Directions for this task
Collect every line of the listing below that contains the string "short", matching case exactly.
# start of Records for the exercise
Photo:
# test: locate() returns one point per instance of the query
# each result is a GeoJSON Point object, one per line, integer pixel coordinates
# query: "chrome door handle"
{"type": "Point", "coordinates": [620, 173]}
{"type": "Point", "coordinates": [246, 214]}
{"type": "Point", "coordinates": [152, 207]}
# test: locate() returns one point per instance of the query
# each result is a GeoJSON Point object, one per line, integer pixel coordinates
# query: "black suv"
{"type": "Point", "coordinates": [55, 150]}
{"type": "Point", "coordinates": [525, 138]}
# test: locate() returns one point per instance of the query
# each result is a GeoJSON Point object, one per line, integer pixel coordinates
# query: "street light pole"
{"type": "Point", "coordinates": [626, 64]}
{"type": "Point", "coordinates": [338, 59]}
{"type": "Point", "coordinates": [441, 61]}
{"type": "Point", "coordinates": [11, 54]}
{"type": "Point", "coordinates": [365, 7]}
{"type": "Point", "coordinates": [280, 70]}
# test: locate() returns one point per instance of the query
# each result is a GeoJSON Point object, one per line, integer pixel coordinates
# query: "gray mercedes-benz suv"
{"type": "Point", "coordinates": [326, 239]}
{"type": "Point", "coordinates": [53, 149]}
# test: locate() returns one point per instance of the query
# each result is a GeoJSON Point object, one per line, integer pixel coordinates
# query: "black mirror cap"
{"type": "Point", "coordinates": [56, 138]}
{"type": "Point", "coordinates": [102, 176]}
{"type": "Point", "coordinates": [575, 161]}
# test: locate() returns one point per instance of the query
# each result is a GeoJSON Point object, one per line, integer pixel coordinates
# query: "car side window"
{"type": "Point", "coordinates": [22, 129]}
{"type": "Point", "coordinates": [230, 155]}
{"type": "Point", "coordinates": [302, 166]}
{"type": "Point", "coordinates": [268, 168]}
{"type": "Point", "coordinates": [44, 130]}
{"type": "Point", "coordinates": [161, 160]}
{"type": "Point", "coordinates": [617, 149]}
# end of Records for the exercise
# start of Records for the exercise
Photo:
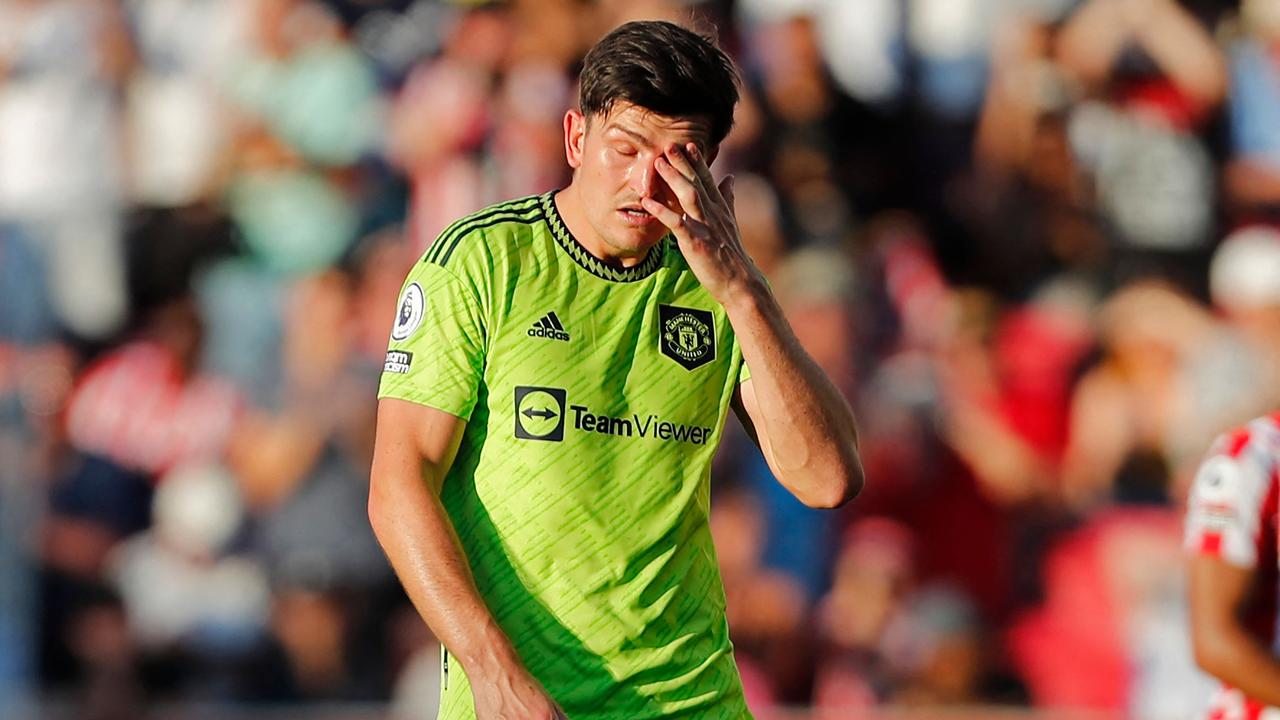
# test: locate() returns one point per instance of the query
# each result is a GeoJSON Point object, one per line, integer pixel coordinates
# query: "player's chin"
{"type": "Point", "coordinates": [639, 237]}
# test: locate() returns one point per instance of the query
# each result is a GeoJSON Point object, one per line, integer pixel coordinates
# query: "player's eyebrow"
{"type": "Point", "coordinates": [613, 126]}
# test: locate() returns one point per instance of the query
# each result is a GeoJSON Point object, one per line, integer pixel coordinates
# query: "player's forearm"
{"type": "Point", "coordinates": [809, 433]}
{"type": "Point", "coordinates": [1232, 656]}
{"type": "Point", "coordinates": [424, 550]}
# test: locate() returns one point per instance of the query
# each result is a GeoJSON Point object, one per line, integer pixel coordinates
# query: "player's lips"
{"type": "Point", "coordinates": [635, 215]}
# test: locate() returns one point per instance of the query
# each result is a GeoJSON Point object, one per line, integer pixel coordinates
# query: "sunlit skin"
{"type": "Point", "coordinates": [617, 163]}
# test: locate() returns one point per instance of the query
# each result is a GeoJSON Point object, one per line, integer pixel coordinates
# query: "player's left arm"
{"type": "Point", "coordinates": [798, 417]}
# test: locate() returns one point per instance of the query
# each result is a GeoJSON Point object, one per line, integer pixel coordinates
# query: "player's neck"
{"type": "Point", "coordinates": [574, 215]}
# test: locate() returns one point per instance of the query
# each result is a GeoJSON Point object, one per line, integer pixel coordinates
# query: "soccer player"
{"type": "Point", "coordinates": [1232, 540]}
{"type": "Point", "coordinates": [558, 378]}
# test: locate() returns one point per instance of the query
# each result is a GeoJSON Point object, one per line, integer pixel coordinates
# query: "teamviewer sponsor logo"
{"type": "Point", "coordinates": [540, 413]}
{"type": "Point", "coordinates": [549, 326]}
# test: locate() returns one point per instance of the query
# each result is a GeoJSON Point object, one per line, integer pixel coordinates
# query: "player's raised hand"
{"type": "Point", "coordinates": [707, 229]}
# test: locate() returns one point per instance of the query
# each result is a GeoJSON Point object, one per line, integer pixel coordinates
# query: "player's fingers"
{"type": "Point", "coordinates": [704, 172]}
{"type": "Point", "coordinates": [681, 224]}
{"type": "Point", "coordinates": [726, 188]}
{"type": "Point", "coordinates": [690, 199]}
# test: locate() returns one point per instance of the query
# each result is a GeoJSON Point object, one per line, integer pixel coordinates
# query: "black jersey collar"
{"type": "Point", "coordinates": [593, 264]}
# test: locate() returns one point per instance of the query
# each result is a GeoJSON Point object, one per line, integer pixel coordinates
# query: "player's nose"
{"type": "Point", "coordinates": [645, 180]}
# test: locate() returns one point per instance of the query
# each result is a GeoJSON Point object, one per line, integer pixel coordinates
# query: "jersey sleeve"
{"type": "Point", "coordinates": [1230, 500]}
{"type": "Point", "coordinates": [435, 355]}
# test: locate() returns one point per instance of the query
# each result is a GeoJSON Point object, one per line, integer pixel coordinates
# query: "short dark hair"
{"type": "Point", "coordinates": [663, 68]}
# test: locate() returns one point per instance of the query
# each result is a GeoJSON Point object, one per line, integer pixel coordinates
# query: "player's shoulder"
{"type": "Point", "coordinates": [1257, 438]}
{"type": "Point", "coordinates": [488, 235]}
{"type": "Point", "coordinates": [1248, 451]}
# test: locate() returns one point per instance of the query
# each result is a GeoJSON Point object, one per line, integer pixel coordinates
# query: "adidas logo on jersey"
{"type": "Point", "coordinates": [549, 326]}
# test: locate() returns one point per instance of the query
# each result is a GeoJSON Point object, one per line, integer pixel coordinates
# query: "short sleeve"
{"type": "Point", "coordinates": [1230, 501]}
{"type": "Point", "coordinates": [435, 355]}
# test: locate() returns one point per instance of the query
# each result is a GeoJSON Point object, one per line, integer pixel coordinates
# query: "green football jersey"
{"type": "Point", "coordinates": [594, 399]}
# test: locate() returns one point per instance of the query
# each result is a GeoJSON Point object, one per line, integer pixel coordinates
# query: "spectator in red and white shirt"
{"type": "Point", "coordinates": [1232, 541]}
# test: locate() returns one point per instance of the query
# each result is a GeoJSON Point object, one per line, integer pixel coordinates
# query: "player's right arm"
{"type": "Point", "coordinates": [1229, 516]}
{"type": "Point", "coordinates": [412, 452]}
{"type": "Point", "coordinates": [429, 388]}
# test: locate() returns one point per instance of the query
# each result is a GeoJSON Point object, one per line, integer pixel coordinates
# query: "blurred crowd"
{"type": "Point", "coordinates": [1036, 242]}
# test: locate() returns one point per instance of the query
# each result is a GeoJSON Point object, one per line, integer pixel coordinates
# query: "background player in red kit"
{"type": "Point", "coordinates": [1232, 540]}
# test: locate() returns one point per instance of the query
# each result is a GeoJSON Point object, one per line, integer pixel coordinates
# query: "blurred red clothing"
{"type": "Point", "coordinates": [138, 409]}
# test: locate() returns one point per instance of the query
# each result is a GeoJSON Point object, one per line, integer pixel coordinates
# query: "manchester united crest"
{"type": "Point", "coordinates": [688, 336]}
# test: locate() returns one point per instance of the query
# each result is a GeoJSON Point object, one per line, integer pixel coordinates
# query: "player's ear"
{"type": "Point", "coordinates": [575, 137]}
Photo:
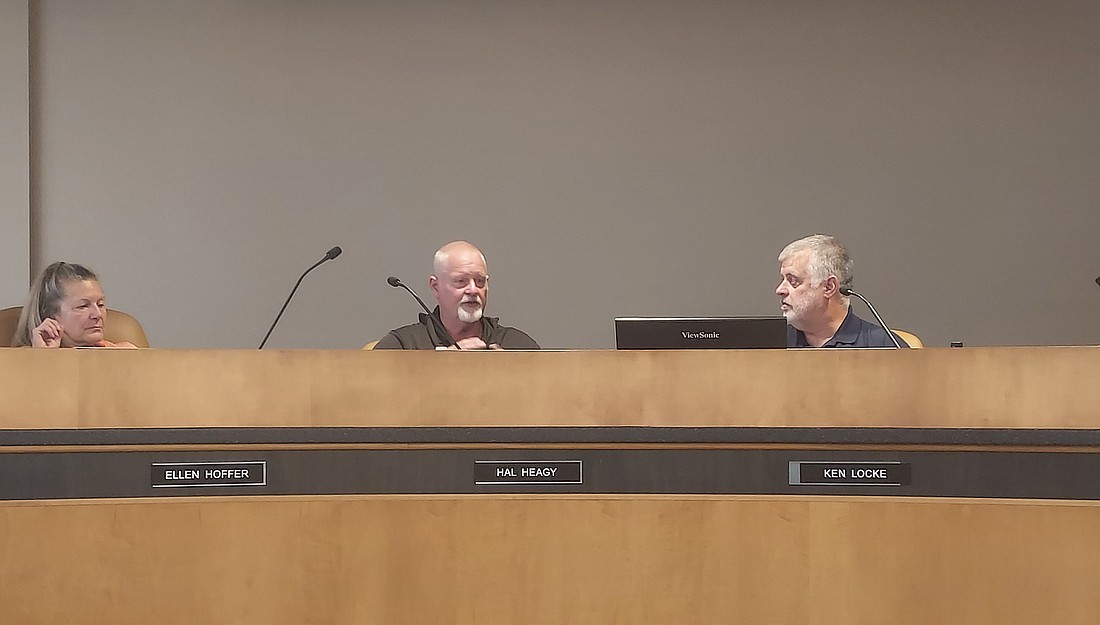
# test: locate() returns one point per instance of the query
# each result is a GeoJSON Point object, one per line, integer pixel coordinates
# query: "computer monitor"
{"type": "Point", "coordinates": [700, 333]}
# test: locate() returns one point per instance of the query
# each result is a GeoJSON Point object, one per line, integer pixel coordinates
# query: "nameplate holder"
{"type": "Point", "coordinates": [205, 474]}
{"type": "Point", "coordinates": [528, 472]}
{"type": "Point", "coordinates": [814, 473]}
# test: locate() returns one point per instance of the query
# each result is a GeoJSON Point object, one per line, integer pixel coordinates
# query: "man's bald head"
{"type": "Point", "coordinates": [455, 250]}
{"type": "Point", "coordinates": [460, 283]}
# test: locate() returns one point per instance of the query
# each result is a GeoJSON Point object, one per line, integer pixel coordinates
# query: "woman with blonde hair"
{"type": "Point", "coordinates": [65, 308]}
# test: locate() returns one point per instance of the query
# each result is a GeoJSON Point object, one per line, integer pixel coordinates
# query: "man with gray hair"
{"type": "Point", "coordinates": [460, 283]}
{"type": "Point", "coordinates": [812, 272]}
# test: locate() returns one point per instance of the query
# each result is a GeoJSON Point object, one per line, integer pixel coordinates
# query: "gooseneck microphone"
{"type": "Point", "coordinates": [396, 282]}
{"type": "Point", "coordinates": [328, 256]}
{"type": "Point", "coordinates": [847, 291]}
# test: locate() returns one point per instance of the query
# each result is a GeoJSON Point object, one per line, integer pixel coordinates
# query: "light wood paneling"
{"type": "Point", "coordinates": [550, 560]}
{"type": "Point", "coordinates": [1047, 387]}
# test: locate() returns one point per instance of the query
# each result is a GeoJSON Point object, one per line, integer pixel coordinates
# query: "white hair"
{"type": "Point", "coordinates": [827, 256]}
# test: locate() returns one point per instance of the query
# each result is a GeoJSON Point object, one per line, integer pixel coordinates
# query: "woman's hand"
# end of Records for the exercise
# start of Records for the exercise
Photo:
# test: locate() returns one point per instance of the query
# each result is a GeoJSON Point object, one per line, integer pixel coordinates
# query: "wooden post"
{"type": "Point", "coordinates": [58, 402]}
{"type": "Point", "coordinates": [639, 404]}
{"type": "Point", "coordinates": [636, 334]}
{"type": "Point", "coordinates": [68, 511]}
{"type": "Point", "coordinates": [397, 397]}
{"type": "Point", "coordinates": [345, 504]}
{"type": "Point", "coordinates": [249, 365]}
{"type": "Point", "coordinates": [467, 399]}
# end of Records for the exercise
Solved exercise
# query: "short dark hair"
# query: "short sleeve"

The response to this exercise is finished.